One is a B2B provider of financial clearinghouse services for merchants, online stores and telecommunications companies, specifically for local exchange carriers in the areas of phone clearing, billing and settlement solutions and toll clearing services, wholesale transactions in Wi-Fi ecosystems and voice logging services for third party verification and call recording.

One, with operations in the UK, is an aerospace services company that provides hardware, software and services for unmanned aerial systems (i.e. drones) to civilian, law enforcement and military customers.

Four of the seven Basic Materials companies are mining concerns, one is developing a number of early stage copper, gold and silver exploration targets, one is prospecting for silver, one mines and processes anthracite coal and one processes and sells magnetite iron ore they recover from tailings storage facilities located at an inactive copper mine.

The remaining three fit broadly into the Specialty Chemicals sub sector; one is a clean water antimicrobial technology company that manufacturers products and out-licenses proprietary technology for the water treatment and antimicrobial coatings markets, one provides biological products to global agriculture markets to improve the health, vigor and yield of major field crops such as corn, soybeans, cotton and rice and specialty crops such as fruits and vegetables and one is a life sciences company that has developed and licenses/markets nature-derived insect and parasite control products that target nerve centers active only in invertebrates, making them safe for humans and animals in the fight against head lice and insects and pests in livestock settings.

Four of the six Technology AIM-listed companies are focused on enterprise software and the other two are focused on consumer software.

The four enterprise software companies are all very different; one provides software and services to background screening companies and employers that help facilitate better recruitment and hiring decisions, one provides software solutions for ticketing, queuing and admission to leisure/theme parks, entertainment venues and cultural attractions, one has developed a mobile workforce management software platform used by field service organizations to improve productivity and efficiency and one provides consultancy, enterprise software and analytics to foster, drive, maintain and monitor corporate innovation, turning it into a sustainable competence.

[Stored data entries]
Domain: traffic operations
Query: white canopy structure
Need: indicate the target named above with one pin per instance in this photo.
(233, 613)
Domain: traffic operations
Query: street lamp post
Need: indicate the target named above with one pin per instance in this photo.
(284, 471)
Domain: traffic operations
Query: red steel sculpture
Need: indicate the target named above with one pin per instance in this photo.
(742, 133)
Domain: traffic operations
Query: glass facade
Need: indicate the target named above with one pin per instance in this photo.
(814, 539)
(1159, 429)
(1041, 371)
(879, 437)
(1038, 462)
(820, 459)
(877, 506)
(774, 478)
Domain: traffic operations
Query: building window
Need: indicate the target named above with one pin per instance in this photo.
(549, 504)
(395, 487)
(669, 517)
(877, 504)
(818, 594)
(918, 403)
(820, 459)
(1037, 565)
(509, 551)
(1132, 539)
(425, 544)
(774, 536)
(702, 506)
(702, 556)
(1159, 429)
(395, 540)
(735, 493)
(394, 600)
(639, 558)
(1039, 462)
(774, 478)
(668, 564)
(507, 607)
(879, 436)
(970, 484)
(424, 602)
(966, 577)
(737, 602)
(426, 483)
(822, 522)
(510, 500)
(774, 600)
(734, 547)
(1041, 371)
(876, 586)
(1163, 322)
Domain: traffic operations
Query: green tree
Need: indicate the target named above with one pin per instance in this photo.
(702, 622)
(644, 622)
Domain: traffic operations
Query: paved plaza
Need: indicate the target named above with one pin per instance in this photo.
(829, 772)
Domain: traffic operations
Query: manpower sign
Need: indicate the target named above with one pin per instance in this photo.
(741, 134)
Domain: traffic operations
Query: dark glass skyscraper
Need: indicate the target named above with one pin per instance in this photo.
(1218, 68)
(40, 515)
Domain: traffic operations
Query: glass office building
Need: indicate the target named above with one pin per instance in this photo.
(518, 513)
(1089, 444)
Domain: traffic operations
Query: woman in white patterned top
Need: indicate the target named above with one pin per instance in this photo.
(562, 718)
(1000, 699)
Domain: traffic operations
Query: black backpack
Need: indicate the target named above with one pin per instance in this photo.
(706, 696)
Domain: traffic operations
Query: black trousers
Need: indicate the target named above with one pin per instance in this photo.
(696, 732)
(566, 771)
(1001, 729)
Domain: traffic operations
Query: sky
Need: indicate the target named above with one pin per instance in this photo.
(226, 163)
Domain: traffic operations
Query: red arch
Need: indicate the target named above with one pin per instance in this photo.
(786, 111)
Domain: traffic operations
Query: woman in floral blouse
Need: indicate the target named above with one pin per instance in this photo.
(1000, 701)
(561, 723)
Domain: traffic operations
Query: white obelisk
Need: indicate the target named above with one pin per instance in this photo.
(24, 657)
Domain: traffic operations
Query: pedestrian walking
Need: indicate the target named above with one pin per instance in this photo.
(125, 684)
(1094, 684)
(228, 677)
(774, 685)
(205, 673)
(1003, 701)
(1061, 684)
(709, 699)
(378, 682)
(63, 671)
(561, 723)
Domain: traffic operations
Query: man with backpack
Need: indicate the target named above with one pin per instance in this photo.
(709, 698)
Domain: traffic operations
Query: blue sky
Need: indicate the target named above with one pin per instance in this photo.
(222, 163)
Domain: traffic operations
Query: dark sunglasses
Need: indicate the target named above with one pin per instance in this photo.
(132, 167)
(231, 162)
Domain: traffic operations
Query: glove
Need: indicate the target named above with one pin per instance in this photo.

BRIEF: Continue the overview of AIM-listed companies above, picking up after its last sentence.

REPLY:
The two consumer software companies are also very different; one has developed an Internet video search engine that leverages speech recognition and text and image analysis to deeply understand the meaning and context of video content so as to generate improved search relevancy for consumers and the other has developed consumer software solutions that transform various types of 2D and 3D content for use on TVs, PCs and tablets.

Four of the six Financials companies are Investing Companies; one makes equity investments in West Coast biotechnology and biopharmaceutical companies, one provides equity and debt venture and growth capital to renewable energy and sustainable technology companies, one makes control equity investments in cross-border companies, primarily those that operate in the US-India corridor and one acquires business claims that are in litigation or arbitration, effectively shifting the risks and rewards from corporations to themselves.

One is a financial services company, staffed with lawyers, that provides litigation financing to companies, effectively creating a portfolio of investments where they receive a portion of the proceeds from any positively resolved matters.

One incubates and provides debt and/or equity financing to high-growth medical, life science, and technology businesses in the U.S. and the UK.

Two of the three Consumer Services businesses utilize technology; one is an owner and operator of new generic Internet top-level domains and also provides domain name and domain registry services and the other one provides B2C online customer acquisition solutions to large, consumer-facing organizations, such as U.S. cable companies, through the use of pay-per-click, search engine optimization, integrated websites, email, social media and contact center support.

The third consumer services company is an athlete representation agency that also provides sports marketing and event management services.